[Items from a data source]
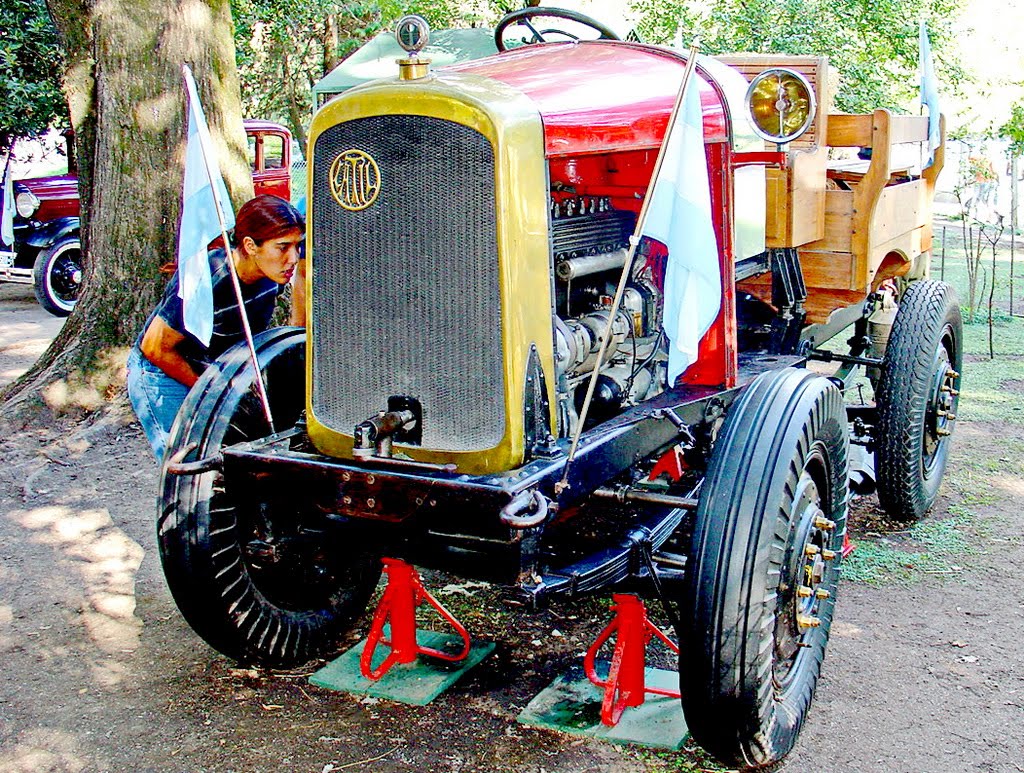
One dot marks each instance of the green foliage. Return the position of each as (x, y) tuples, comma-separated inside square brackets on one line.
[(1013, 129), (929, 548), (31, 65), (872, 45), (283, 47)]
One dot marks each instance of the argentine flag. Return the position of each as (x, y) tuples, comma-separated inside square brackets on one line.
[(7, 212), (679, 217), (929, 92), (202, 194)]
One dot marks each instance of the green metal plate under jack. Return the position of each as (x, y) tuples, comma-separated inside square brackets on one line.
[(417, 683), (572, 704)]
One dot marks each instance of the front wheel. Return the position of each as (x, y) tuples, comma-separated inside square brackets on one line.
[(57, 275), (918, 398), (260, 583), (763, 568)]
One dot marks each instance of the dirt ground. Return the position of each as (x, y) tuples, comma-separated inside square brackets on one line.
[(100, 673)]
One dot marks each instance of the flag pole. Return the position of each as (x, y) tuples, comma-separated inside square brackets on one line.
[(691, 60), (247, 331)]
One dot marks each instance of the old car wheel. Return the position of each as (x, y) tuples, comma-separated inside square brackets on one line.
[(761, 577), (918, 396), (57, 275), (256, 583)]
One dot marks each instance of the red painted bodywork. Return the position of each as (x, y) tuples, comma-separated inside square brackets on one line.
[(58, 195), (600, 96), (605, 105)]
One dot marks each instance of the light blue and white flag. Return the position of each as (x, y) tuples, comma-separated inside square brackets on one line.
[(202, 194), (929, 92), (7, 214), (679, 216)]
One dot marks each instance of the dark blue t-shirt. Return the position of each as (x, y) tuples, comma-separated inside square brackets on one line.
[(259, 298)]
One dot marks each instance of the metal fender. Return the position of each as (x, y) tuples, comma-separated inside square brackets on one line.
[(49, 232)]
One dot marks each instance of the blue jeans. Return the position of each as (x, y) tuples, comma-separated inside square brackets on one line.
[(156, 398)]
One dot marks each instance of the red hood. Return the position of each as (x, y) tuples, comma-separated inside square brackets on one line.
[(600, 95), (57, 186)]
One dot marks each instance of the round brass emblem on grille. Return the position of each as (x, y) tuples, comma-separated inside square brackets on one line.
[(355, 180)]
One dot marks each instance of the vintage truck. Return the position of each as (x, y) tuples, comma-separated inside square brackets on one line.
[(47, 249), (467, 229)]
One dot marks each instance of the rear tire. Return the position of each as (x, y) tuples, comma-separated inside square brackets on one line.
[(916, 394), (256, 583), (763, 568), (57, 275)]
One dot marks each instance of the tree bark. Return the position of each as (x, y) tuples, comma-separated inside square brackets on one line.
[(125, 92)]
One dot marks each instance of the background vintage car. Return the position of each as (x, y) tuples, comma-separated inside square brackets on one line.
[(47, 250)]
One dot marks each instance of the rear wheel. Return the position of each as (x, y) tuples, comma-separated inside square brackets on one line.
[(918, 396), (57, 275), (764, 559), (258, 584)]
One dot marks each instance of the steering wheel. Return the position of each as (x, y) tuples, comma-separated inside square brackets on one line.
[(525, 16)]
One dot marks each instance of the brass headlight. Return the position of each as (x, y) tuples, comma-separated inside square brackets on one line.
[(27, 203), (781, 104)]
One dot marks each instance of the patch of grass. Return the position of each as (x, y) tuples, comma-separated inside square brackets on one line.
[(932, 547), (691, 759)]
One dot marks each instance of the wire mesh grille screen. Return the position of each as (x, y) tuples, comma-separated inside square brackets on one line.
[(406, 292)]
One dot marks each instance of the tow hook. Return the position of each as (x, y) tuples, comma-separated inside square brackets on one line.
[(527, 509)]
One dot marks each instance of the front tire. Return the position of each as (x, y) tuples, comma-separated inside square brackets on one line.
[(258, 584), (918, 397), (57, 275), (763, 568)]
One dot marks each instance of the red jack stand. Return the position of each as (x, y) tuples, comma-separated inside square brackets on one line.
[(404, 592), (626, 676), (848, 547)]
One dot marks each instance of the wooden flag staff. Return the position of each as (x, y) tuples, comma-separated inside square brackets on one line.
[(562, 484)]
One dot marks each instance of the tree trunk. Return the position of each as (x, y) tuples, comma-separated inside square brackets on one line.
[(126, 95)]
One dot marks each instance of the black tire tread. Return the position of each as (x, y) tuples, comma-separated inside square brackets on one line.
[(927, 306), (728, 618), (40, 275), (199, 548)]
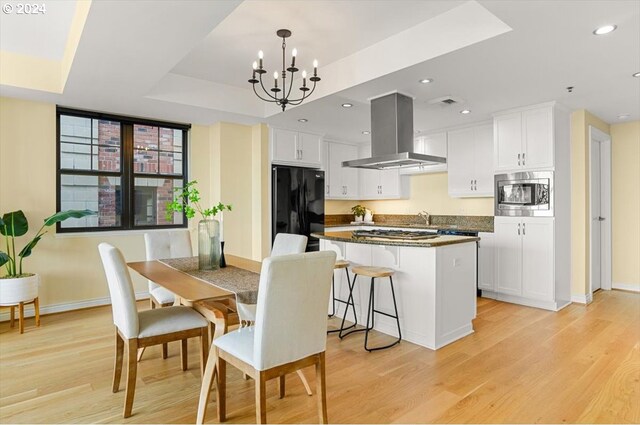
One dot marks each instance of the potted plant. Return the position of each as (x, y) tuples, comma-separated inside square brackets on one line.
[(17, 285), (358, 211), (187, 199)]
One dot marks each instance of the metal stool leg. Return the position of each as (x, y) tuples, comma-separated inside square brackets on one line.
[(397, 317)]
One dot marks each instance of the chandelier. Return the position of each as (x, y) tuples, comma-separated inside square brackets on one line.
[(281, 95)]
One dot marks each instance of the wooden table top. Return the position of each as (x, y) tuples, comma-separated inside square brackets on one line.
[(185, 286)]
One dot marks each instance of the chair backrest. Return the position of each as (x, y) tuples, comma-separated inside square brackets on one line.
[(171, 244), (123, 298), (293, 300), (287, 243)]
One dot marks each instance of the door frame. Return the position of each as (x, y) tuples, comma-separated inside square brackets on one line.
[(598, 136)]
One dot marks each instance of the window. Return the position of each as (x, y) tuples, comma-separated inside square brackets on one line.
[(124, 168)]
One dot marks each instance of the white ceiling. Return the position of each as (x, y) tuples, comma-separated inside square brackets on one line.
[(189, 61), (42, 34)]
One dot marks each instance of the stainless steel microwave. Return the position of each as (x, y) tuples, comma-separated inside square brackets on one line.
[(524, 194)]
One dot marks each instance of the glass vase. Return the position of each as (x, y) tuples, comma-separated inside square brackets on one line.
[(208, 244)]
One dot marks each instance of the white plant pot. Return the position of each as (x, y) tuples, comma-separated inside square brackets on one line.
[(19, 289)]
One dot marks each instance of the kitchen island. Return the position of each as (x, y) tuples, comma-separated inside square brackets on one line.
[(435, 284)]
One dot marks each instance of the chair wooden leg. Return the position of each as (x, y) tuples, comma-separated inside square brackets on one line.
[(321, 388), (281, 386), (204, 349), (36, 307), (117, 364), (132, 370), (21, 317), (207, 380), (221, 390), (303, 378), (261, 399), (184, 354)]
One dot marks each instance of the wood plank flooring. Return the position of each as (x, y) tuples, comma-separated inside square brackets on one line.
[(522, 365)]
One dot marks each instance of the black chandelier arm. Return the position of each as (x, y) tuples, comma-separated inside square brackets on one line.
[(275, 98), (260, 97)]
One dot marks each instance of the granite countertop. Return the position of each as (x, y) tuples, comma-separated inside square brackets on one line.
[(347, 236), (461, 228)]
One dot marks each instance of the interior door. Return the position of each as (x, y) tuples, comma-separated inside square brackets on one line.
[(596, 214)]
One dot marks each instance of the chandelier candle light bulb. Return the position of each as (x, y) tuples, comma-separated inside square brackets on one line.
[(285, 97)]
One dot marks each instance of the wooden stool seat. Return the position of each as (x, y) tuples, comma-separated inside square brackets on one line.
[(371, 271), (341, 264)]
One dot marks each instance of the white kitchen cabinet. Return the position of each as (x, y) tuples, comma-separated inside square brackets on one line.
[(486, 262), (525, 261), (524, 139), (342, 181), (295, 148), (470, 161), (430, 144), (381, 184)]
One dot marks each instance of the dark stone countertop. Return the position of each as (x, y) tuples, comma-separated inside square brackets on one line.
[(347, 236)]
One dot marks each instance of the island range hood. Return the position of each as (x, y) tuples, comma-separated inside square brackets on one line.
[(392, 136)]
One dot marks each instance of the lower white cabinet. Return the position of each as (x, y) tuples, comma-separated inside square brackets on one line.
[(525, 269)]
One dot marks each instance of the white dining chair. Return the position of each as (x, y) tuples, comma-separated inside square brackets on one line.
[(141, 329), (159, 245), (289, 332)]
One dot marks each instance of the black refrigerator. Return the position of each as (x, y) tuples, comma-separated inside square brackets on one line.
[(297, 202)]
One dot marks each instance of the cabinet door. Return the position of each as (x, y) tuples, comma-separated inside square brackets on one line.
[(483, 176), (284, 146), (350, 175), (538, 258), (461, 162), (537, 125), (486, 262), (309, 147), (508, 252), (507, 141)]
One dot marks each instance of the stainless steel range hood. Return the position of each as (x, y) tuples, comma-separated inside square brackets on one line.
[(392, 136)]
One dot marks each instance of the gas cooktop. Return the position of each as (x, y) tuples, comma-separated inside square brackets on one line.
[(393, 234)]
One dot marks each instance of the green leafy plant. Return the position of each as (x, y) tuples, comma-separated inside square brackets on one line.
[(187, 199), (358, 210), (15, 224)]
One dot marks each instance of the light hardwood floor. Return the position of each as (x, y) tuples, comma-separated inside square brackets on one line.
[(522, 365)]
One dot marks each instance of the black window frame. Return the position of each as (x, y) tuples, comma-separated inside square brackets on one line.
[(126, 173)]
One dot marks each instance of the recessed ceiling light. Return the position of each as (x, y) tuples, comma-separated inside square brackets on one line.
[(606, 29)]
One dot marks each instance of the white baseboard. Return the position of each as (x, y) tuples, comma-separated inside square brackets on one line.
[(634, 287), (582, 298), (59, 308)]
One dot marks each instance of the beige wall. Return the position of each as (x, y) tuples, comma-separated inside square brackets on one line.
[(70, 266), (580, 222), (428, 192), (625, 159)]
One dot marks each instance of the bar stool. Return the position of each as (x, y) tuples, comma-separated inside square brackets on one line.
[(342, 264), (373, 273)]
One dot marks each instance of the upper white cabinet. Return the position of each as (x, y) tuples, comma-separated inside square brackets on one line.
[(381, 184), (470, 161), (341, 182), (524, 139), (295, 148), (430, 144)]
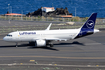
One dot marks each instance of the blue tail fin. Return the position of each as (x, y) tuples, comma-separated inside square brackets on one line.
[(88, 27), (90, 23)]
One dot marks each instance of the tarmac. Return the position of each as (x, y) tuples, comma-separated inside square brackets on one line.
[(86, 53)]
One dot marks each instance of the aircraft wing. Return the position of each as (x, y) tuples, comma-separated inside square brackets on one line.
[(56, 39)]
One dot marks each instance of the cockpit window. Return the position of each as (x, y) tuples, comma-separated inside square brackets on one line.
[(9, 35)]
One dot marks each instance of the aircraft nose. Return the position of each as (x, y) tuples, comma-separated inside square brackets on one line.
[(96, 30)]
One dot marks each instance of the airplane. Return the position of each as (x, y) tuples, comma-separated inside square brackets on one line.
[(45, 37)]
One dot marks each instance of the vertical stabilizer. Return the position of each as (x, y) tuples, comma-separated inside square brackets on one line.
[(88, 27)]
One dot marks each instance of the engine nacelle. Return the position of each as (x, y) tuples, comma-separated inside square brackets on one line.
[(39, 43)]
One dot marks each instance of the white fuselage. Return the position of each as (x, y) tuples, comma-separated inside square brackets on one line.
[(65, 34)]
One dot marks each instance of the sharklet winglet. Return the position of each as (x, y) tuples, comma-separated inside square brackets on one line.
[(48, 28)]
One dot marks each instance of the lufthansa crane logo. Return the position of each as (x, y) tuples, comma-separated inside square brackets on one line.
[(90, 24)]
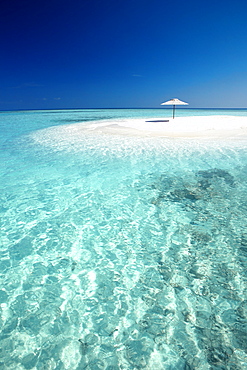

TASK DETAILS:
Your answer must be the lines from the one containing "One dot marks each instance of the lufthansa" through the last line of the records, copied exactly, with no pictures.

RESPONSE AREA:
One dot marks each instance of the lufthansa crane logo. Return the position of each as (x, y) tuples, comma-separated inside square brackets on one line.
[(90, 24)]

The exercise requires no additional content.